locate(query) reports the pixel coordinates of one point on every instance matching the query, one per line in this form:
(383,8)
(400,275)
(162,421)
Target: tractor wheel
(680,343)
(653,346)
■ ■ ■ ■ ■
◆ **Work instructions**
Please reproduce every row above word for word and line for line, changing nothing.

◆ **Task response**
locate(query) reports the pixel coordinates of one point on every instance matching the query, one per line in this form:
(383,8)
(400,275)
(162,421)
Target: tractor wheel
(680,343)
(653,346)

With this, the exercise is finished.